→ **TASK INSTRUCTIONS**
What is needed here is every entry, retyped exactly.

→ **PROVIDED ENTRIES**
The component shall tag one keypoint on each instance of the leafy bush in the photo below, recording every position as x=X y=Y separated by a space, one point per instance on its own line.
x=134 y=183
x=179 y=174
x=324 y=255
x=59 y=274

→ **REPLY**
The component shall tag one keypoint on each instance of the leafy bush in the photo below, recording every position as x=X y=Y separated by a space, one point per instance on its own line.
x=134 y=183
x=179 y=174
x=324 y=255
x=59 y=274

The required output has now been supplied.